> **WORK REQUIRED**
An exact copy of the entries is required, excluding any pictures.

> **SOURCE DATA**
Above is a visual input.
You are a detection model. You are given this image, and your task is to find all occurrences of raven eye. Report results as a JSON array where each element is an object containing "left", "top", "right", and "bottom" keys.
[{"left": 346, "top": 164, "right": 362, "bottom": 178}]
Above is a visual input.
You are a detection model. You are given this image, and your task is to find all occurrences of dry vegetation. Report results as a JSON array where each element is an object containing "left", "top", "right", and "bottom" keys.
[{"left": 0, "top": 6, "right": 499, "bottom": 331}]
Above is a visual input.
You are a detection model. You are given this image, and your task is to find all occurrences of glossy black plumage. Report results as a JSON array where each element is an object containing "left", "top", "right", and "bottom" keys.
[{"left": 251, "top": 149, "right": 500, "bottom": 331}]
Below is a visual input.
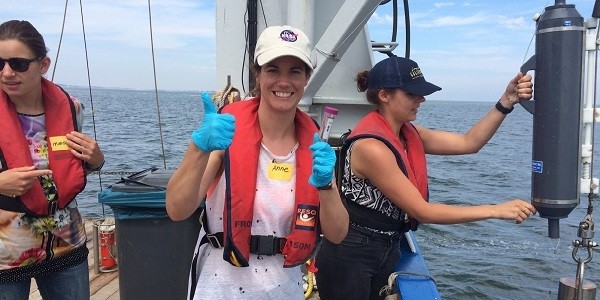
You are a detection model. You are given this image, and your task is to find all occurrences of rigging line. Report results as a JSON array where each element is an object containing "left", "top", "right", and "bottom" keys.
[
  {"left": 51, "top": 0, "right": 69, "bottom": 81},
  {"left": 241, "top": 0, "right": 269, "bottom": 97},
  {"left": 402, "top": 0, "right": 410, "bottom": 59},
  {"left": 381, "top": 0, "right": 398, "bottom": 58},
  {"left": 522, "top": 21, "right": 536, "bottom": 65},
  {"left": 246, "top": 0, "right": 259, "bottom": 93},
  {"left": 390, "top": 0, "right": 397, "bottom": 44},
  {"left": 147, "top": 0, "right": 167, "bottom": 170},
  {"left": 523, "top": 1, "right": 551, "bottom": 65},
  {"left": 54, "top": 0, "right": 106, "bottom": 216},
  {"left": 77, "top": 0, "right": 103, "bottom": 189},
  {"left": 77, "top": 0, "right": 105, "bottom": 217},
  {"left": 258, "top": 0, "right": 267, "bottom": 30}
]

> **SOLUTION TO THIS PROBLEM**
Above is a visual input.
You are a detection model. You are given this image, and your task is to find all occurrences of raven eye. Report results as a JSON array where each element is an object containing "left", "top", "right", and "bottom" keys.
[{"left": 346, "top": 164, "right": 362, "bottom": 178}]
Above is a visual input.
You are a detection model. You are given this image, and your task is to find all occurrences of dry vegetation. Report results as a JSON array where each element is an object containing "left", "top", "right", and "bottom" keys.
[{"left": 0, "top": 6, "right": 499, "bottom": 331}]
Above is a visual input.
You are a detection model. You are given this image, and your task is to find all occurrences of glossy black plumage. Report results as a JSON array where each element is an object containing "left", "top", "right", and "bottom" keys.
[{"left": 251, "top": 149, "right": 500, "bottom": 331}]
Below is a visual input.
You are a detection model. You are given this image, and your task is to find all occurrences of rigging line. Report results as a JSON array where each element is an object containing "left", "top", "right", and "bottom" keys.
[
  {"left": 51, "top": 0, "right": 69, "bottom": 81},
  {"left": 241, "top": 0, "right": 269, "bottom": 97},
  {"left": 402, "top": 0, "right": 410, "bottom": 59},
  {"left": 381, "top": 0, "right": 398, "bottom": 58},
  {"left": 522, "top": 21, "right": 536, "bottom": 65},
  {"left": 246, "top": 0, "right": 259, "bottom": 93},
  {"left": 390, "top": 0, "right": 397, "bottom": 44},
  {"left": 147, "top": 0, "right": 167, "bottom": 170},
  {"left": 523, "top": 1, "right": 551, "bottom": 65},
  {"left": 54, "top": 0, "right": 106, "bottom": 216},
  {"left": 77, "top": 0, "right": 103, "bottom": 189},
  {"left": 77, "top": 0, "right": 105, "bottom": 217},
  {"left": 258, "top": 0, "right": 267, "bottom": 30}
]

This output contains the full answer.